• _TEXTE DU DOCUMENT_:
Un an après la diffusion d’images de cerfs mis à mort encore conscients dans une salle d’abattage archaïque de Courbeveille (Mayenne), l’exploitant avait assigné L214 en justice. Dans une ordonnance rendue le 5 février, le juge des référés du tribunal judiciaire de Laval a condamné L214 et requis la suppression de toutes les images de ces abattages. L214 applique les sanctions et fait appel.
Les images remontent à décembre 2023. Elles montrent des cerfs égorgés alors qu’ils sont encore conscients, dans une salle d’abattage archaïque, sans que les règles sanitaires ne soient respectées. Leur viande était destinée à être vendue dans des boucheries notamment à l’occasion des fêtes de fin d’année. L214 avait alors porté plainte pour mauvais traitements. Celle-ci a été classée sans suite par le Procureur.
L214 avait également demandé la fermeture immédiate de la salle d’abattage. Tout en avouant que les abattoirs ne sont pas adaptés aux cervidés, le préfet de la Mayenne s’était réfugié derrière une « pratique légale » pour ne pas faire droit à la demande de l’association. L214 avait saisi le juge administratif d’un recours en responsabilité contre l’État. La procédure est toujours en cours d’instruction.
Une menace pour L214 et la liberté d’expression
Sans images, sans témoignages, les animaux deviennent invisibles, leurs conditions d’élevage et d’abattage ne peuvent être questionnées et débattues. Il ne reste que des images soigneusement mises en scène par l’industrie agroalimentaire.

• _DONNÉES FOURNIES_:
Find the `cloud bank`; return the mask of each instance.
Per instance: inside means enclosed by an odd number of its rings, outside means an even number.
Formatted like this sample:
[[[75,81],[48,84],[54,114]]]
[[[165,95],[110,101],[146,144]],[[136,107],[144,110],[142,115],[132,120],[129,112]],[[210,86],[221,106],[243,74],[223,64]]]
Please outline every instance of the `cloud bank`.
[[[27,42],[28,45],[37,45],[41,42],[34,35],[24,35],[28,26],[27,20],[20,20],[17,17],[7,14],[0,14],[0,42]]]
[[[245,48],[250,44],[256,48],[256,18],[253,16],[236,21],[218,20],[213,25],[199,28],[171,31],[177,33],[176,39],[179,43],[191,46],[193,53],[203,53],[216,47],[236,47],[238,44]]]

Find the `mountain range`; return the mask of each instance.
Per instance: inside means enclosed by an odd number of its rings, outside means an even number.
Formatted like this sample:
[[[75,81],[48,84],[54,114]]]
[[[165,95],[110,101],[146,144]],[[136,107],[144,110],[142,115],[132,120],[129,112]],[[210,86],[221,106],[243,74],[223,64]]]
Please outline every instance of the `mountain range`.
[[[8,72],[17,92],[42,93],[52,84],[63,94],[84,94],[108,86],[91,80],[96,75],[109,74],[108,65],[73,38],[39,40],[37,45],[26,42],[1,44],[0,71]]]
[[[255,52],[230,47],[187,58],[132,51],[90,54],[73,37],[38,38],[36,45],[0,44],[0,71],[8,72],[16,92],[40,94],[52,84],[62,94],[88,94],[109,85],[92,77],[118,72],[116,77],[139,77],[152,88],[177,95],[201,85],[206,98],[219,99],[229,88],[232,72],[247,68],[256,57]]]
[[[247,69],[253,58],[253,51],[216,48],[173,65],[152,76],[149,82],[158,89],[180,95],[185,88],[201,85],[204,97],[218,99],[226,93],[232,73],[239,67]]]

• _LES CONSIGNES_:
A: Recopiez à l'identique l'extrait du texte sur l'abattage des cerfs en Mayenne, en partant des mots « L214 avait également » et en vous arrêtant après « en cours d’instruction. ».
B: Poursuivez la rédaction du texte sur l'abattage des cerfs en Mayenne à la suite de sa dernière phrase.

• _LES RÉPONSES_:
A:
L214 avait également demandé la fermeture immédiate de la salle d’abattage. Tout en avouant que les abattoirs ne sont pas adaptés aux cervidés, le préfet de la Mayenne s’était réfugié derrière une « pratique légale » pour ne pas faire droit à la demande de l’association. L214 avait saisi le juge administratif d’un recours en responsabilité contre l’État. La procédure est toujours en cours d’instruction.

B:
C’est précisément parce que les élevages et les abattoirs sont des lieux opaques que le travail d’enquête est essentiel. C’est précisément parce que ces images ouvrent des débats essentiels qu’elles sont nécessaires. C’est précisément parce que des avancées concrètes en découlent que les procédures-bâillons se multiplient.
Cette décision n’est pas seulement une menace pour L214 : elle met en péril la liberté d’expression et le droit à l’information. Et ce n’est pas un cas isolé. Ces procédures judiciaires à répétition obligent L214 à consacrer un temps, une énergie et des ressources précieuses à se défendre, au lieu de les consacrer pleinement à sa mission : la défense des animaux.
Pour Brigitte Gothière, cofondatrice de L214 : « Alors que le contexte devient toujours plus répressif pour les lanceurs d’alerte, cette nouvelle décision de censurer les images de nos enquêtes est une atteinte importante à la liberté d’information et à notre travail d’investigation et de sensibilisation. C’est une entrave aux avancées possibles dans une société où 96 % des Français considèrent qu’il est important de protéger le “bien-être” des animaux d’élevage. »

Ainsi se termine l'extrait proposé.